- _Stated task_
Please write out every line of the entries below as a JSON list of strings, one string per line, leaving out blank lines.

##############################

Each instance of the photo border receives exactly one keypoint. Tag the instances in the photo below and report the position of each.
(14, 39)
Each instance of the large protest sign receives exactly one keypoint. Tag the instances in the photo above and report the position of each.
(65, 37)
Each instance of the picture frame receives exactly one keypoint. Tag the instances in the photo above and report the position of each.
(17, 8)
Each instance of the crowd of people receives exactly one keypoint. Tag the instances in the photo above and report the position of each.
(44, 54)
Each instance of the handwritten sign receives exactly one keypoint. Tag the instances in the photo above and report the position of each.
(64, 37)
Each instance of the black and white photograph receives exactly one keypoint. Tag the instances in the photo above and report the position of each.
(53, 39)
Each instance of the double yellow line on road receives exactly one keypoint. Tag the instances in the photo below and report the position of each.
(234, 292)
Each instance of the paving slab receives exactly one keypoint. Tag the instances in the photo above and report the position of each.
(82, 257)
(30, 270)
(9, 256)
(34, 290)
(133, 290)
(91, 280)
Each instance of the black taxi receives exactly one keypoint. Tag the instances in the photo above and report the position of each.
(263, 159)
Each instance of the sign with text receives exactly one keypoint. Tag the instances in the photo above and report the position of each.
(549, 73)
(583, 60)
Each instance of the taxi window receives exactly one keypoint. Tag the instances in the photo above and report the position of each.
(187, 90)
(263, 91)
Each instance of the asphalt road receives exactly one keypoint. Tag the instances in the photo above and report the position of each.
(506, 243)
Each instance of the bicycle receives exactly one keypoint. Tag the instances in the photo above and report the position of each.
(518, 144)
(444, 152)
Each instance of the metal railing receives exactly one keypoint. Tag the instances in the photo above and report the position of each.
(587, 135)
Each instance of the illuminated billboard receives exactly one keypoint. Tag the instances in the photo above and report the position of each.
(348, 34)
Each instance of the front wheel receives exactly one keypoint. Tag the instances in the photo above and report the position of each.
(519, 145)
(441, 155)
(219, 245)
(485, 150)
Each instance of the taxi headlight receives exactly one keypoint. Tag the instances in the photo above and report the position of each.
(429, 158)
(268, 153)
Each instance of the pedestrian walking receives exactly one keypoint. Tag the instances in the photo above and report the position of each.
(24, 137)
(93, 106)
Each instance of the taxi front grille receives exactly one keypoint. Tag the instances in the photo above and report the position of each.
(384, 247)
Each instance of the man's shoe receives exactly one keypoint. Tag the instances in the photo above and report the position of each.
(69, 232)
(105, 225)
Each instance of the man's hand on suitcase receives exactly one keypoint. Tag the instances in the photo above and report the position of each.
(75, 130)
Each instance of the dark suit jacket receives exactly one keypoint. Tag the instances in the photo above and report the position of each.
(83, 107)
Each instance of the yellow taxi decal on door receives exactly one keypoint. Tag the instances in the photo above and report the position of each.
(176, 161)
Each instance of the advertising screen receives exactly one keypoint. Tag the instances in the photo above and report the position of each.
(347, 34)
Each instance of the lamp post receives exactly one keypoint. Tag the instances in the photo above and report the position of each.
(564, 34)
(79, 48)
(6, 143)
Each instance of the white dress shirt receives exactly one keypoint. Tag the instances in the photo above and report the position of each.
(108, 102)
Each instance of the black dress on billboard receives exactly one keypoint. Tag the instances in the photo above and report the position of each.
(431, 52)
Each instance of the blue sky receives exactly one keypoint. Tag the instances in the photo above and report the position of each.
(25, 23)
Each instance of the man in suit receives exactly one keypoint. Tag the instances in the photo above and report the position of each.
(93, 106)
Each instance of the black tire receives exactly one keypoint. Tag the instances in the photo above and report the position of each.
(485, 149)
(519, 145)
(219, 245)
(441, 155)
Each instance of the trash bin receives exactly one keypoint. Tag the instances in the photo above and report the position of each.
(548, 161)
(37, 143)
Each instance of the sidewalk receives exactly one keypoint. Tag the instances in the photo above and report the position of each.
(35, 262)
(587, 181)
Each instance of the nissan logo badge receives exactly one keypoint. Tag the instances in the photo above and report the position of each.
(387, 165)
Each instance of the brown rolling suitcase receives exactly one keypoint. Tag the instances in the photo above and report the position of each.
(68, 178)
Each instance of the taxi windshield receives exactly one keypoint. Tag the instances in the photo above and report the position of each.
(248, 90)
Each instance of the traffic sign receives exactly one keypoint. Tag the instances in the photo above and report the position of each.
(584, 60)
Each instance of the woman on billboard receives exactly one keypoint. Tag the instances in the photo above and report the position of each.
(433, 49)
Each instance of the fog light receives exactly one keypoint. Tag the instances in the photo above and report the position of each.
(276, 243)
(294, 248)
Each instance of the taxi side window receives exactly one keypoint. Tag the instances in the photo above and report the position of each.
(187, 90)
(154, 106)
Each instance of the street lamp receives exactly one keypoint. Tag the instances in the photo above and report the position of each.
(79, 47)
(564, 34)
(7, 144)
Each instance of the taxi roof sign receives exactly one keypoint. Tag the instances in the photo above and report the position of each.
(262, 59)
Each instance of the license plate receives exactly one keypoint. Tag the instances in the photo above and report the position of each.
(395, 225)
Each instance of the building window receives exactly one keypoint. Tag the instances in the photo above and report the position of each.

##############################

- _Answer in full_
[
  "Each instance of the photo border receives exactly one keypoint. Tag the instances in the photo below and report the position of each.",
  "(14, 39)",
  "Each instance of the large protest sign receives exactly one keypoint. Tag the instances in the photo above and report the position of each.",
  "(65, 37)",
  "Each instance of the picture frame receives exactly one keypoint. Tag the instances in the photo above and report the position of each.",
  "(17, 8)",
  "Each instance of the crowd of people receives exactly one keypoint. Tag the instances in the photo above and report the position of each.",
  "(44, 54)",
  "Each instance of the handwritten sign receives exactly one keypoint. Tag the instances in the photo above and report the position of each.",
  "(64, 37)",
  "Each instance of the black and white photograph receives exactly one keypoint. Tag the instances in the photo above and report the position of each.",
  "(53, 39)",
  "Each instance of the double yellow line on road receives exactly one keypoint. Tag the instances in the photo below and report the position of each.",
  "(234, 292)",
  "Each instance of the paving slab receives exactly one keypoint. Tag the instances in the photo above and report the position of each.",
  "(82, 257)",
  "(30, 270)",
  "(9, 256)",
  "(34, 290)",
  "(133, 290)",
  "(91, 280)",
  "Each instance of the black taxi receives exactly one keypoint. Tag the instances in the photo above and report the position of each.",
  "(263, 159)",
  "Each instance of the sign with text receives exactly one keypoint. Tag the instances in the photo above and report the position of each.",
  "(549, 73)",
  "(583, 60)",
  "Each instance of the taxi window receives exactly one keypoint. Tag the instances in the photo above and report the position of each.",
  "(187, 90)",
  "(263, 91)",
  "Each instance of the asphalt road receives exactly one keypoint. Tag the instances in the photo above and report the position of each.",
  "(506, 243)",
  "Each instance of the bicycle receives exactly one keypoint. Tag the instances in the photo above and report the position of each.",
  "(518, 144)",
  "(444, 152)",
  "Each instance of the metal railing receives exactly one keypoint. Tag the instances in the photo above and report the position of each.",
  "(587, 135)",
  "Each instance of the illuminated billboard receives exactly one keypoint. Tag the instances in the photo above and report the position of each.",
  "(348, 34)",
  "Each instance of the front wheel receives exactly one keypoint. Tag the instances in the photo above and report the position of each.",
  "(519, 145)",
  "(441, 155)",
  "(219, 245)",
  "(485, 150)",
  "Each instance of the taxi headlight receives exactly one keypoint. Tag the instances in the photo above and report the position of each.",
  "(429, 158)",
  "(268, 153)",
  "Each instance of the pedestrian walking receives exactly one keypoint. Tag the instances in the photo above and report the position of each.",
  "(24, 137)",
  "(93, 106)",
  "Each instance of the taxi front grille receives exactly one keypoint. Tag the instances in the photo above and report the position of each.",
  "(384, 247)",
  "Each instance of the man's shoe receives exactly one keypoint. Tag the instances in the photo above and report the position of each.",
  "(69, 232)",
  "(105, 225)",
  "Each instance of the man's hand on suitcase receives exactly one keypoint. Tag the instances in the photo above and report the position of each.",
  "(75, 130)",
  "Each instance of the dark suit jacket receives exactly one keypoint. Tag the instances in the photo above and report the position of each.",
  "(83, 107)",
  "Each instance of the yellow taxi decal on door receives exactly one keypoint. Tag the instances in the photo above and report the position of each.",
  "(176, 161)",
  "Each instance of the advertising screen receives exactly one keypoint. Tag the instances in the photo above and report the position of each.",
  "(347, 34)",
  "Each instance of the lamp post receives exactly one keypoint. Tag the instances in the photo above and report the position of each.",
  "(564, 34)",
  "(79, 48)",
  "(6, 143)",
  "Each instance of the white dress shirt receives exactly one keypoint. Tag the instances in the photo above and report the position of each.",
  "(108, 102)",
  "Each instance of the black dress on billboard receives exactly one keypoint. Tag the instances in the photo above and report the position of each.",
  "(431, 52)",
  "Each instance of the blue sky receives exactly one keypoint. Tag the instances in the photo above and report the position of each.",
  "(25, 23)",
  "Each instance of the man in suit receives exactly one keypoint. Tag the instances in the photo above and report the position of each.",
  "(93, 106)",
  "Each instance of the black tire receives exactly one keypoint. Tag the instances in the photo above and report the position of each.",
  "(485, 149)",
  "(519, 145)",
  "(219, 245)",
  "(441, 155)",
  "Each instance of the trash bin receives exactly one keypoint. Tag the instances in the photo above and report the position of each.",
  "(548, 161)",
  "(37, 143)",
  "Each instance of the sidewalk receives exactly one keypoint. Tag the instances in the photo above and report the position of each.",
  "(35, 262)",
  "(587, 181)",
  "Each instance of the nissan logo badge receives exactly one keypoint. Tag the instances in the photo above and report the position of each.",
  "(387, 165)",
  "Each instance of the brown rolling suitcase receives exactly one keypoint. Tag the instances in the photo above and report the position of each.",
  "(68, 178)",
  "Each instance of the taxi windshield receives exactly one keypoint. Tag the instances in the photo above and report the position of each.",
  "(248, 90)",
  "Each instance of the traffic sign receives exactly one keypoint. Tag the instances in the photo above and report the position of each.",
  "(584, 60)",
  "Each instance of the woman on billboard receives exactly one keypoint. Tag the instances in the photo above and report the position of each.",
  "(433, 49)",
  "Each instance of the fog light receives exactly one keypoint. Tag the instances in the photo above and report the position of each.",
  "(276, 243)",
  "(294, 248)",
  "Each instance of the taxi side window receives exactly one keypoint. Tag the instances in the photo above and report the position of each.",
  "(187, 90)",
  "(154, 106)",
  "Each instance of the street lamp receives exactly one keypoint. Tag the instances in the photo above and report the position of each.",
  "(79, 47)",
  "(564, 34)",
  "(7, 144)",
  "Each instance of the taxi roof sign receives exactly one keypoint. Tag the instances in the photo above and report the position of each.",
  "(262, 59)",
  "Each instance of the license plate receives exactly one keypoint. Tag the instances in the photo above and report the position of each.",
  "(395, 225)",
  "Each instance of the building window receives exactly one keypoint. Tag the instances in the photo above and report the position of each."
]